Cuplikan Bacaan:
Jumat, 25 Maret 2016

Desa Paling Unik Dari Yang Terunik


Penduduk desa Hokse, Nepal yang begitu miskin terpaksa harus menjual organ Ginjal mereka untuk memenuhi kebutuhan hidup. Praktek ini sudah menyebar luas hingga desa ini di juluki "Ginjal Village". Para agen organ secara teratur mengunjungi desa dan sekitarnya dengan harapan meyakinkan penduduk yang kekurangan uang untuk menjual ginjalnya kepada mereka. Agen ini juga terkenal sering menipu warga yang tidak bersalah untuk diajak ke India Selatan untuk melakukan operasi ginjal mereka. Mereka menghasut para warga dengan mengatakan bahwa manusia hanya membutuhkan satu ginjal untuk bertahan hidup dan setelah di operasi, ginjal mereka akan tumbuh kembali. Trik ini mereka gunakan untuk menipu Geetha, ibu empat orang anak yang akhirnya menjual ginjalnya hanya seharga $ 2000 yang digunakannya untuk membeli rumah. Tapi sayang rumah tersebut hancur oleh gempa mematikan yang mengguncang Nepal pada tahun 2015.

Arahan Singkat 1:
Salin kembali seluruh bacaan tentang desa penjual ginjal di Nepal tanpa mengubah apa pun.

Cuplikan Entri:
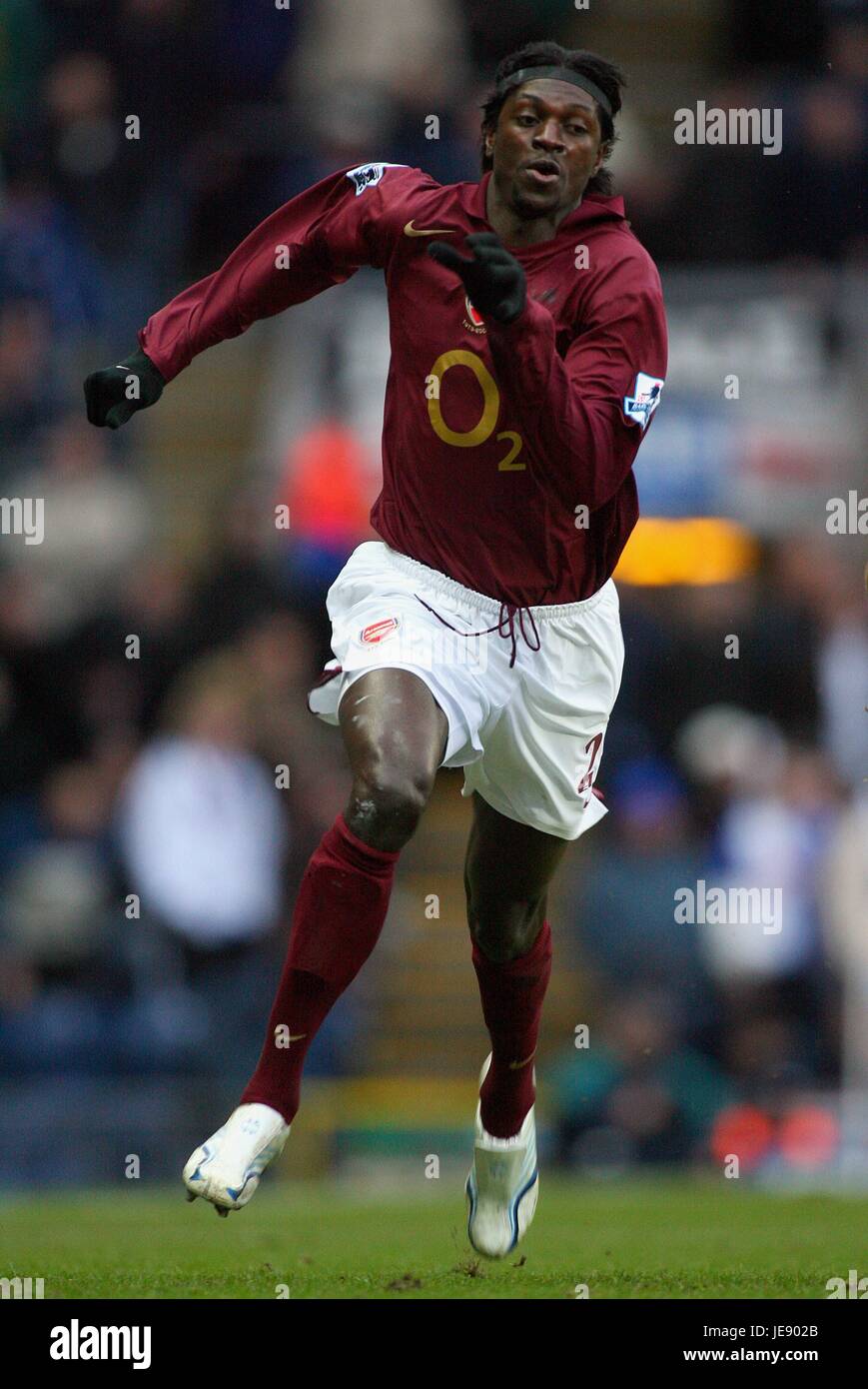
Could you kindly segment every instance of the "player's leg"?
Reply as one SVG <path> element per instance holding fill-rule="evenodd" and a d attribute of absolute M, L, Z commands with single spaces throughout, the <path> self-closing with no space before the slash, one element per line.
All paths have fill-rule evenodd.
<path fill-rule="evenodd" d="M 185 1167 L 190 1196 L 222 1214 L 250 1200 L 286 1142 L 307 1050 L 376 945 L 394 865 L 446 751 L 446 715 L 410 671 L 361 675 L 340 701 L 339 721 L 350 799 L 303 874 L 260 1061 L 229 1121 Z"/>
<path fill-rule="evenodd" d="M 472 804 L 464 883 L 492 1039 L 482 1122 L 494 1138 L 510 1138 L 535 1097 L 532 1063 L 551 972 L 547 890 L 568 840 L 508 820 L 478 793 Z"/>
<path fill-rule="evenodd" d="M 482 1070 L 467 1181 L 475 1249 L 503 1258 L 539 1193 L 533 1056 L 551 972 L 547 889 L 568 840 L 518 824 L 474 795 L 464 881 L 474 967 L 492 1053 Z"/>

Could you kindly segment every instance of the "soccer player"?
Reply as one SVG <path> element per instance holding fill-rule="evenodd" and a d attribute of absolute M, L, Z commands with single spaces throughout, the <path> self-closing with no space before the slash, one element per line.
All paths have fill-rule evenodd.
<path fill-rule="evenodd" d="M 308 699 L 339 724 L 353 785 L 303 875 L 258 1065 L 183 1170 L 189 1199 L 224 1215 L 286 1142 L 307 1049 L 376 945 L 437 768 L 462 767 L 467 914 L 492 1043 L 471 1243 L 503 1257 L 533 1218 L 547 888 L 604 814 L 593 783 L 624 665 L 611 574 L 667 368 L 660 276 L 604 168 L 622 81 L 556 43 L 512 53 L 483 107 L 479 182 L 340 169 L 85 383 L 90 421 L 118 428 L 206 347 L 361 265 L 385 274 L 392 361 L 371 511 L 382 539 L 360 544 L 328 592 L 335 660 Z"/>

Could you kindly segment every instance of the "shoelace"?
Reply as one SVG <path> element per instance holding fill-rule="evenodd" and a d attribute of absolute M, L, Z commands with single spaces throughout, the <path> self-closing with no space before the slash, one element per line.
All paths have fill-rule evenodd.
<path fill-rule="evenodd" d="M 414 597 L 419 599 L 419 594 L 415 593 Z M 425 599 L 419 599 L 419 603 L 422 604 L 422 607 L 426 607 L 429 613 L 433 613 L 433 615 L 436 617 L 437 622 L 443 622 L 443 626 L 447 626 L 450 629 L 450 632 L 458 632 L 458 628 L 453 626 L 451 622 L 447 622 L 446 618 L 442 617 L 437 613 L 436 608 L 432 608 L 431 603 L 426 603 Z M 532 646 L 532 643 L 531 643 L 531 640 L 528 638 L 528 633 L 525 632 L 525 613 L 528 614 L 528 618 L 531 619 L 531 626 L 533 628 L 533 636 L 536 638 L 536 646 Z M 504 614 L 506 614 L 506 624 L 507 624 L 506 625 L 506 631 L 504 631 Z M 517 650 L 517 646 L 518 646 L 518 640 L 517 640 L 517 636 L 515 636 L 515 615 L 517 614 L 518 614 L 518 629 L 519 629 L 521 635 L 525 639 L 525 644 L 532 651 L 539 651 L 539 649 L 540 649 L 540 646 L 543 643 L 542 643 L 542 639 L 540 639 L 536 622 L 533 619 L 533 613 L 531 611 L 529 607 L 522 607 L 521 604 L 517 604 L 517 603 L 501 603 L 500 604 L 500 617 L 497 618 L 497 622 L 496 622 L 494 626 L 485 626 L 481 632 L 458 632 L 458 636 L 485 636 L 487 632 L 497 632 L 499 636 L 510 638 L 512 640 L 512 651 L 511 651 L 511 656 L 510 656 L 510 669 L 511 669 L 515 665 L 515 650 Z"/>

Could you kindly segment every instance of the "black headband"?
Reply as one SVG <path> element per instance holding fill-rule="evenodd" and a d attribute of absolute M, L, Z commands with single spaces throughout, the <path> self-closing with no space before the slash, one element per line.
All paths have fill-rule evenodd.
<path fill-rule="evenodd" d="M 583 76 L 581 72 L 574 72 L 572 68 L 519 68 L 518 72 L 510 72 L 508 78 L 503 78 L 497 83 L 497 96 L 506 96 L 514 86 L 521 86 L 522 82 L 532 82 L 533 78 L 560 78 L 561 82 L 572 82 L 574 86 L 582 88 L 582 92 L 587 92 L 589 96 L 593 96 L 594 101 L 600 103 L 610 121 L 614 119 L 612 104 L 606 96 L 606 92 L 601 92 L 596 82 L 592 82 L 590 78 Z"/>

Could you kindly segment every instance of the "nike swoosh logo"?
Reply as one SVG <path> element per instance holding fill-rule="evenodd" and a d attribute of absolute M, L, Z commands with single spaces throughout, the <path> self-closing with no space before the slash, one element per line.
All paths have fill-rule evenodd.
<path fill-rule="evenodd" d="M 521 1071 L 522 1065 L 531 1065 L 531 1061 L 533 1060 L 535 1056 L 536 1056 L 536 1047 L 533 1047 L 531 1056 L 526 1057 L 526 1060 L 510 1061 L 510 1071 Z"/>
<path fill-rule="evenodd" d="M 412 218 L 407 222 L 404 228 L 404 236 L 454 236 L 456 231 L 451 226 L 414 226 Z"/>

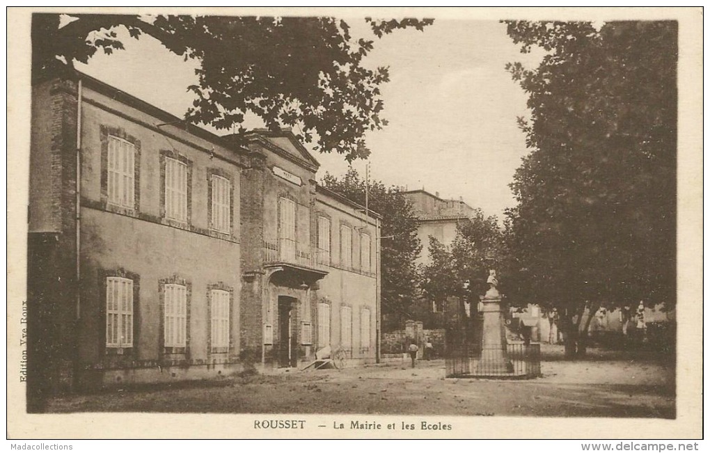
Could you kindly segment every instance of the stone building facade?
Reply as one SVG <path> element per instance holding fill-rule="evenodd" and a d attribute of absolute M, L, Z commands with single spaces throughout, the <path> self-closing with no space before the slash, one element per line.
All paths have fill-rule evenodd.
<path fill-rule="evenodd" d="M 29 391 L 377 359 L 380 218 L 289 131 L 218 136 L 71 71 L 33 85 Z"/>
<path fill-rule="evenodd" d="M 428 264 L 429 237 L 435 238 L 444 246 L 451 245 L 459 224 L 468 222 L 474 209 L 463 200 L 444 200 L 439 198 L 439 192 L 431 194 L 423 189 L 405 191 L 403 195 L 411 202 L 418 220 L 417 236 L 422 243 L 422 253 L 417 263 Z"/>

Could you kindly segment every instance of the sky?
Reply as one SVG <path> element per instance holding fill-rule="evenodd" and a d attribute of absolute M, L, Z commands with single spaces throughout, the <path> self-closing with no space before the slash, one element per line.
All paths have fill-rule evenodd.
<path fill-rule="evenodd" d="M 437 19 L 423 32 L 400 30 L 378 40 L 361 18 L 349 18 L 354 36 L 375 39 L 371 67 L 388 66 L 381 88 L 388 126 L 366 137 L 371 178 L 442 198 L 462 197 L 500 220 L 515 205 L 508 185 L 528 153 L 516 117 L 527 116 L 527 97 L 505 70 L 520 61 L 534 67 L 541 54 L 522 54 L 494 21 Z M 124 50 L 97 53 L 80 70 L 178 116 L 192 100 L 193 61 L 157 40 L 126 38 Z M 260 127 L 248 117 L 247 127 Z M 209 129 L 209 128 L 206 128 Z M 224 132 L 218 132 L 223 133 Z M 316 153 L 319 178 L 348 167 L 342 155 Z M 365 162 L 353 165 L 364 173 Z"/>

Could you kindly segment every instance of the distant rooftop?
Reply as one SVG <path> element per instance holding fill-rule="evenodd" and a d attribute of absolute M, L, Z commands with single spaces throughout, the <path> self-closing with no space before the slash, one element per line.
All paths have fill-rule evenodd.
<path fill-rule="evenodd" d="M 446 200 L 439 192 L 432 194 L 424 189 L 404 190 L 402 193 L 412 202 L 415 213 L 420 220 L 444 220 L 470 217 L 474 213 L 462 198 Z"/>

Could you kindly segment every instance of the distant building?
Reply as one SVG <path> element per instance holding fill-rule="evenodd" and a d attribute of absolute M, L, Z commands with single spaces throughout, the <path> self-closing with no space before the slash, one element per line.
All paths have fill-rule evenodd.
<path fill-rule="evenodd" d="M 457 227 L 463 222 L 470 222 L 474 208 L 463 200 L 444 200 L 439 192 L 432 195 L 426 190 L 409 190 L 403 194 L 409 200 L 419 219 L 417 236 L 422 242 L 418 264 L 429 263 L 429 236 L 444 246 L 450 246 L 456 238 Z"/>
<path fill-rule="evenodd" d="M 381 217 L 289 131 L 237 143 L 70 70 L 31 121 L 32 388 L 375 361 Z"/>
<path fill-rule="evenodd" d="M 423 189 L 402 192 L 409 200 L 418 219 L 417 236 L 422 243 L 422 251 L 417 263 L 426 266 L 429 256 L 430 236 L 442 244 L 450 246 L 456 239 L 457 229 L 462 222 L 471 222 L 474 208 L 463 200 L 444 200 L 439 192 L 431 194 Z M 417 317 L 426 328 L 441 327 L 444 325 L 444 301 L 421 300 L 417 304 Z"/>

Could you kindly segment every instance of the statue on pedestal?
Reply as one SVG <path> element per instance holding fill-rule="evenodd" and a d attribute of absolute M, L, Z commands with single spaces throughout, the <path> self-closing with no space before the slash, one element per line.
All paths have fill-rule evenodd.
<path fill-rule="evenodd" d="M 486 295 L 483 297 L 484 300 L 490 299 L 500 299 L 501 294 L 498 292 L 498 277 L 496 275 L 496 270 L 488 271 L 488 278 L 486 283 L 491 285 Z"/>

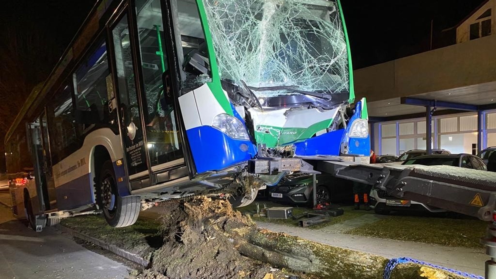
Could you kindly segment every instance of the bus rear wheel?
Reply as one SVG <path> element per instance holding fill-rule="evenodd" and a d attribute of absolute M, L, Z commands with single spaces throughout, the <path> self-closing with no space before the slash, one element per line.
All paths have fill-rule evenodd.
<path fill-rule="evenodd" d="M 24 213 L 28 219 L 28 226 L 31 227 L 33 230 L 40 232 L 47 225 L 47 219 L 45 216 L 34 214 L 31 198 L 27 191 L 24 192 Z"/>
<path fill-rule="evenodd" d="M 107 222 L 115 227 L 134 224 L 139 214 L 140 199 L 134 196 L 119 196 L 112 161 L 103 163 L 97 181 L 97 203 L 102 209 Z"/>

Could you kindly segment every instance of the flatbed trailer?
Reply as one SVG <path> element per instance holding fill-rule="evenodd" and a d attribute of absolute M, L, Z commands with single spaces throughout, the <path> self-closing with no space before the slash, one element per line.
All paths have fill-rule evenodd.
<path fill-rule="evenodd" d="M 372 185 L 393 197 L 477 217 L 488 221 L 481 243 L 491 259 L 486 279 L 496 279 L 496 173 L 450 166 L 312 162 L 314 170 Z"/>
<path fill-rule="evenodd" d="M 319 161 L 319 172 L 372 185 L 393 197 L 493 221 L 496 173 L 451 166 Z"/>

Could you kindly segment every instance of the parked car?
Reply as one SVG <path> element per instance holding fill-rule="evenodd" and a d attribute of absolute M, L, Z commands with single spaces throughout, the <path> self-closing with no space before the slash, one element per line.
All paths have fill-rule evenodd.
<path fill-rule="evenodd" d="M 470 154 L 436 154 L 418 156 L 408 159 L 402 165 L 424 165 L 426 166 L 448 165 L 487 170 L 482 160 Z M 427 206 L 413 201 L 399 200 L 389 196 L 385 191 L 372 189 L 370 193 L 371 208 L 377 213 L 386 214 L 398 210 L 427 210 L 432 212 L 446 210 Z"/>
<path fill-rule="evenodd" d="M 377 157 L 376 163 L 392 163 L 398 160 L 396 155 L 381 155 Z"/>
<path fill-rule="evenodd" d="M 312 205 L 313 177 L 299 173 L 286 176 L 276 186 L 267 188 L 267 198 L 272 201 L 292 205 Z M 351 181 L 328 174 L 317 175 L 317 203 L 336 203 L 351 201 Z"/>
<path fill-rule="evenodd" d="M 477 156 L 481 159 L 482 159 L 486 165 L 487 165 L 488 161 L 489 160 L 489 156 L 495 151 L 496 151 L 496 146 L 491 146 L 481 151 L 481 153 L 479 153 Z"/>
<path fill-rule="evenodd" d="M 433 149 L 432 154 L 451 154 L 449 151 L 443 149 Z M 427 154 L 427 150 L 426 149 L 412 149 L 409 150 L 398 157 L 397 162 L 404 162 L 407 160 L 409 160 L 412 158 L 415 158 L 419 156 L 423 156 Z"/>

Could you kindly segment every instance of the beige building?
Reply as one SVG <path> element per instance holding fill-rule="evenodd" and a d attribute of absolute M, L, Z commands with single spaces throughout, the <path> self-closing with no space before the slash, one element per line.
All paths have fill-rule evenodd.
<path fill-rule="evenodd" d="M 496 145 L 495 12 L 488 0 L 455 26 L 457 43 L 354 71 L 377 153 L 426 148 L 424 106 L 433 112 L 433 148 L 474 153 Z"/>
<path fill-rule="evenodd" d="M 486 1 L 456 27 L 456 43 L 464 43 L 496 32 L 496 0 Z"/>

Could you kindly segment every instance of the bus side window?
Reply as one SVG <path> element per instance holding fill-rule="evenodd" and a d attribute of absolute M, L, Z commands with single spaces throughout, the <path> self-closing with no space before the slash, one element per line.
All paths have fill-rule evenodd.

Arahan Singkat 2:
Tuliskan ulang entri dari baris pertama sampai dengan baris yang memuat "482 1070 L 467", kedua batas termasuk, lalu ganti "player's leg" dengan "footballer's leg" dan biarkan bagian lain tetap sama. Cantumkan baris-baris itu saja dan jangan sertakan gambar.

Hasil Latihan 1:
Jumat, 25 Maret 2016

Desa Paling Unik Dari Yang Terunik


Penduduk desa Hokse, Nepal yang begitu miskin terpaksa harus menjual organ Ginjal mereka untuk memenuhi kebutuhan hidup. Praktek ini sudah menyebar luas hingga desa ini di juluki "Ginjal Village". Para agen organ secara teratur mengunjungi desa dan sekitarnya dengan harapan meyakinkan penduduk yang kekurangan uang untuk menjual ginjalnya kepada mereka. Agen ini juga terkenal sering menipu warga yang tidak bersalah untuk diajak ke India Selatan untuk melakukan operasi ginjal mereka. Mereka menghasut para warga dengan mengatakan bahwa manusia hanya membutuhkan satu ginjal untuk bertahan hidup dan setelah di operasi, ginjal mereka akan tumbuh kembali. Trik ini mereka gunakan untuk menipu Geetha, ibu empat orang anak yang akhirnya menjual ginjalnya hanya seharga $ 2000 yang digunakannya untuk membeli rumah. Tapi sayang rumah tersebut hancur oleh gempa mematikan yang mengguncang Nepal pada tahun 2015.

Hasil Latihan 2:
Could you kindly segment every instance of the "footballer's leg"?
Reply as one SVG <path> element per instance holding fill-rule="evenodd" and a d attribute of absolute M, L, Z commands with single spaces throughout, the <path> self-closing with no space before the slash, one element per line.
All paths have fill-rule evenodd.
<path fill-rule="evenodd" d="M 185 1167 L 190 1196 L 222 1214 L 250 1200 L 286 1142 L 307 1050 L 376 945 L 394 865 L 446 751 L 446 715 L 410 671 L 361 675 L 340 701 L 339 721 L 350 799 L 303 874 L 260 1061 L 229 1121 Z"/>
<path fill-rule="evenodd" d="M 472 804 L 464 883 L 492 1039 L 482 1122 L 494 1138 L 510 1138 L 535 1097 L 532 1063 L 551 972 L 547 890 L 568 840 L 508 820 L 478 793 Z"/>
<path fill-rule="evenodd" d="M 482 1070 L 467 1181 L 475 1249 L 503 1258 L 539 1193 L 533 1056 L 551 972 L 547 889 L 568 840 L 518 824 L 474 795 L 464 881 L 474 967 L 492 1053 Z"/>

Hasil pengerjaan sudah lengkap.